__DOCUMENT TEXT__.
┌────────

[Date Prev][Date Next][Thread Prev][Thread Next][Date Index][Thread Index]

[Xen-devel] [PATCH v2 3/3] x86/mm-locks: apply a bias to lock levels for control domain



paging_log_dirty_op function takes mm locks from a subject domain and
then attempts to perform copy to operations against the caller domain
in order to copy the result of the hypercall into the caller provided
buffer.

This works fine when the caller is a non-paging domain, but triggers a
lock order panic when the caller is a paging domain due to the fact
that at the point where the copy to operation is performed the subject
domain paging lock is locked, and the copy operation requires
locking the caller p2m lock which has a lower level.

Fix this limitation by adding a bias to the level of control domain mm
locks, so that the lower control domain mm lock always has a level
greater than the higher unprivileged domain lock level. This allows
locking the subject domain mm locks and then locking the control
domain mm locks, while keeping the same lock ordering and the changes
mostly confined to mm-locks.h.

└────────

__SHORT TASK__. Copy out the part of the patch description starting at "Fix this limitation" and ending at "confined to mm-locks.h.".

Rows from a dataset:
┌────────

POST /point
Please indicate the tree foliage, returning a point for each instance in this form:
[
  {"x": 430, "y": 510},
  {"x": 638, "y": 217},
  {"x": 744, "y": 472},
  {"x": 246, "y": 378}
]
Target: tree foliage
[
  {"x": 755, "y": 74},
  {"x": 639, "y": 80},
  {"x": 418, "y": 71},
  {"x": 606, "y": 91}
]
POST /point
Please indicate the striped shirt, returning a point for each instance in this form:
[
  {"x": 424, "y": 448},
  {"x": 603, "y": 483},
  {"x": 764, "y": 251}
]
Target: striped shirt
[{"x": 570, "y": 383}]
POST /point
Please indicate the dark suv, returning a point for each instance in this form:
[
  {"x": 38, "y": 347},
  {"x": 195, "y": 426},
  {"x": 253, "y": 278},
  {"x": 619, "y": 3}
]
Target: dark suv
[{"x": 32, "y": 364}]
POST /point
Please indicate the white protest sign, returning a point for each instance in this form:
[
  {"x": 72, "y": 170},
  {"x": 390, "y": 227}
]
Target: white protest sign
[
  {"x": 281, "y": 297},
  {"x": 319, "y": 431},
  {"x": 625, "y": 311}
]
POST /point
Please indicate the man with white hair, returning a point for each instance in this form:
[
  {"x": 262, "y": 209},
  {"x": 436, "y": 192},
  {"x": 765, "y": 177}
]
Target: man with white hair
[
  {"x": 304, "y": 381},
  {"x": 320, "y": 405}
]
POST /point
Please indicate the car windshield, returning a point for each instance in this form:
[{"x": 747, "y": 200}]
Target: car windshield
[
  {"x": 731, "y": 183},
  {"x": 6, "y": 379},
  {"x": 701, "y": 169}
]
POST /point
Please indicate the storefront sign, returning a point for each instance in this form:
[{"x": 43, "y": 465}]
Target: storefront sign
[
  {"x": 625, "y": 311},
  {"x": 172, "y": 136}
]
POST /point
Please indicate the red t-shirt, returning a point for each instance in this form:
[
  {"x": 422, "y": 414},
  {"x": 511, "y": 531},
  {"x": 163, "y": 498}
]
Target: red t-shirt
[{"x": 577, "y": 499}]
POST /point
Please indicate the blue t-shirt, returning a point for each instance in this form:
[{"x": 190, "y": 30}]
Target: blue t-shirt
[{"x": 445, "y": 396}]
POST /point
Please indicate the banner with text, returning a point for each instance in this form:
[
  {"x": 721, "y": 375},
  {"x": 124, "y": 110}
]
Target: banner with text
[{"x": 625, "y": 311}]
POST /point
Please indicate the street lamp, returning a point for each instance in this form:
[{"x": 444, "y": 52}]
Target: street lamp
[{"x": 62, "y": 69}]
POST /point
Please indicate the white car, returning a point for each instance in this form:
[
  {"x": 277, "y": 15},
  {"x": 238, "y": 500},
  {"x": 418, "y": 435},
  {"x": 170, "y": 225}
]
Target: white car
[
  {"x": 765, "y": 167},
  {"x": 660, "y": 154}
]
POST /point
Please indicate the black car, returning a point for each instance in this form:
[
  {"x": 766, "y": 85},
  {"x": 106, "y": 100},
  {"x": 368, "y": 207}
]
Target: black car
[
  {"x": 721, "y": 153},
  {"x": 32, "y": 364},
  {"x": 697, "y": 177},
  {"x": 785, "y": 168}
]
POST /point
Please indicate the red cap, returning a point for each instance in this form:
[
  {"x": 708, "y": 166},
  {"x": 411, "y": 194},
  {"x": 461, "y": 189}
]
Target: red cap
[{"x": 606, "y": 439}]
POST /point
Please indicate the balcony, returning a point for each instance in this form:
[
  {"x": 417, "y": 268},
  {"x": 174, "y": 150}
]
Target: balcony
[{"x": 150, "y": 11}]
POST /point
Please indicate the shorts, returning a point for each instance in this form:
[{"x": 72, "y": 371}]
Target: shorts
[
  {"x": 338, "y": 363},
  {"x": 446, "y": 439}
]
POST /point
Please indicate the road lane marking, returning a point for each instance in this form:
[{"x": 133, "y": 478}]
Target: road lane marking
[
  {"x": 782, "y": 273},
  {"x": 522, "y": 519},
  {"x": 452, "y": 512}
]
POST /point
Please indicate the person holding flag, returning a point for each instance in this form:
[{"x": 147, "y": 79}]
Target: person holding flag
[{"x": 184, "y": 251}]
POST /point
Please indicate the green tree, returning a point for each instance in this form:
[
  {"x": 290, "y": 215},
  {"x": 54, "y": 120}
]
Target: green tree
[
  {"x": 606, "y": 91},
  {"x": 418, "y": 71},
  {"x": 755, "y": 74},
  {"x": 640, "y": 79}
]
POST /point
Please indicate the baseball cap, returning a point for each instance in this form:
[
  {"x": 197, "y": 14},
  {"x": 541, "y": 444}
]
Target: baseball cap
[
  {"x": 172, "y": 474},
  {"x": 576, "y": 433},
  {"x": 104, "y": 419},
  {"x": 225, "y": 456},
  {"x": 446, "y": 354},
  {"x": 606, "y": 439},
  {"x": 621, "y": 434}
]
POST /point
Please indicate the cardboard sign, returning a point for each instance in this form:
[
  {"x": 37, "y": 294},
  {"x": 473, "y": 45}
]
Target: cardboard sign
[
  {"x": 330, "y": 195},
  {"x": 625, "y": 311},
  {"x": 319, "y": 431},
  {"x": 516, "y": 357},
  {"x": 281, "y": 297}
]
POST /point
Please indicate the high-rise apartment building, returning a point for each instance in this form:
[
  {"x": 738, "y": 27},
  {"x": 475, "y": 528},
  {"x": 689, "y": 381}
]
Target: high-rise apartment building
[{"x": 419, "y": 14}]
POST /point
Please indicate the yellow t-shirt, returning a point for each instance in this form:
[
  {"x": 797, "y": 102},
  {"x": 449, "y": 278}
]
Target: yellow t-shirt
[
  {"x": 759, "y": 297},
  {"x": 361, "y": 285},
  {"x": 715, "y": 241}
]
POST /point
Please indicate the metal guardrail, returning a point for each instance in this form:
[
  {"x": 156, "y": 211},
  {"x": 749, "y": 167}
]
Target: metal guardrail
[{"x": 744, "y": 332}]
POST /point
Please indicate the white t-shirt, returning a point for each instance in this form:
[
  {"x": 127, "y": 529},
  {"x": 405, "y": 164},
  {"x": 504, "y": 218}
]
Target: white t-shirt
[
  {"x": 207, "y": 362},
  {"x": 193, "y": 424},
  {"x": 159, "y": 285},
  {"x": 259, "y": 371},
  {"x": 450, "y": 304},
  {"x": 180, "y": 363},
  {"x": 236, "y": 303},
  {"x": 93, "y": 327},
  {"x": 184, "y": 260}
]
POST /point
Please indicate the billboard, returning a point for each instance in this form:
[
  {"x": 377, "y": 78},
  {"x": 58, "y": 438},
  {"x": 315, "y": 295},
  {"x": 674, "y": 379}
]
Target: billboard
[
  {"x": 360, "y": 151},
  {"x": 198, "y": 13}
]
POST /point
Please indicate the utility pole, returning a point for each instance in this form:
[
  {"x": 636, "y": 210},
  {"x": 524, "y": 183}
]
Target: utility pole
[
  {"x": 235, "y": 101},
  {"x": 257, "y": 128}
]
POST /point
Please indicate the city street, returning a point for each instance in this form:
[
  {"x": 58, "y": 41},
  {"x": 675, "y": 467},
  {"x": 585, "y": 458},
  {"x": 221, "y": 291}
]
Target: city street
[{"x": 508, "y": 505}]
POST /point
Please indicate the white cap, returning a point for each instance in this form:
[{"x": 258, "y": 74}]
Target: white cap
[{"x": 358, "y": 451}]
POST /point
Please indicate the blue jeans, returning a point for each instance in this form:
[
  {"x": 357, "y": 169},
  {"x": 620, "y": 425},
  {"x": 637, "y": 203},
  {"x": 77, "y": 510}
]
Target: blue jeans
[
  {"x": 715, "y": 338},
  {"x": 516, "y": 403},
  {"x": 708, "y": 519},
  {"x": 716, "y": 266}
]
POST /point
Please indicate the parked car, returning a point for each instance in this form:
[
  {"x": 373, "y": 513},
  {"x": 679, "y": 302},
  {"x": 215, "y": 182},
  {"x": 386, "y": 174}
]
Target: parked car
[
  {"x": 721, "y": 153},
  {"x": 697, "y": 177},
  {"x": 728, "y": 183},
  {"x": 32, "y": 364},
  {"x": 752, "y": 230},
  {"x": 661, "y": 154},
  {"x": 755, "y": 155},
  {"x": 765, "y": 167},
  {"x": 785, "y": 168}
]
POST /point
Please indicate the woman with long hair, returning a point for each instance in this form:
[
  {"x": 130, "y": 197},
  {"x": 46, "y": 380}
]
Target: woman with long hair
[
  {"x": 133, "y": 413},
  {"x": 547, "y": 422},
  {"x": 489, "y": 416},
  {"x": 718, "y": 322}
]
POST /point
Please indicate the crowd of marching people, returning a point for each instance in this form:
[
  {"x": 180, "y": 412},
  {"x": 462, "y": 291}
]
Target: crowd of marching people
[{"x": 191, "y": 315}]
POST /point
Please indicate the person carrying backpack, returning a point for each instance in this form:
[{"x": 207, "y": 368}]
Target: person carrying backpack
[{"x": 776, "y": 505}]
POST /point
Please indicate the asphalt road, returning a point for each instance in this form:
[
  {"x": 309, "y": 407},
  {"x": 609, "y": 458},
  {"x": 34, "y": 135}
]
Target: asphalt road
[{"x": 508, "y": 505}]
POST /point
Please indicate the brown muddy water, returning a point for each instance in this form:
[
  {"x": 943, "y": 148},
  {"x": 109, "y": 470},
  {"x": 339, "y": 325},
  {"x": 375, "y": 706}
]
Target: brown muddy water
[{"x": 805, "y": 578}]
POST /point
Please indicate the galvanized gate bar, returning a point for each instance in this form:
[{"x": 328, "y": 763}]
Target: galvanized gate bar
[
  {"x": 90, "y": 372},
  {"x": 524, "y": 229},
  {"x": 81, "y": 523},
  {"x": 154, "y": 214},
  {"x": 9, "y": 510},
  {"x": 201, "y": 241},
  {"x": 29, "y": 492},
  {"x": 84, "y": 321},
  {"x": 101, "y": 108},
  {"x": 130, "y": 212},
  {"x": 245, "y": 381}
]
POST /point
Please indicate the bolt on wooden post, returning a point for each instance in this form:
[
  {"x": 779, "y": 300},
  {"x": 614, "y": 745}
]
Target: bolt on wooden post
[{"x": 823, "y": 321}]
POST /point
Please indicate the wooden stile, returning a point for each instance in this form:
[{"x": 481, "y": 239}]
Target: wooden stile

└────────

__RESULT OF THIS EXERCISE__.
Fix this limitation by adding a bias to the level of control domain mm
locks, so that the lower control domain mm lock always has a level
greater than the higher unprivileged domain lock level. This allows
locking the subject domain mm locks and then locking the control
domain mm locks, while keeping the same lock ordering and the changes
mostly confined to mm-locks.h.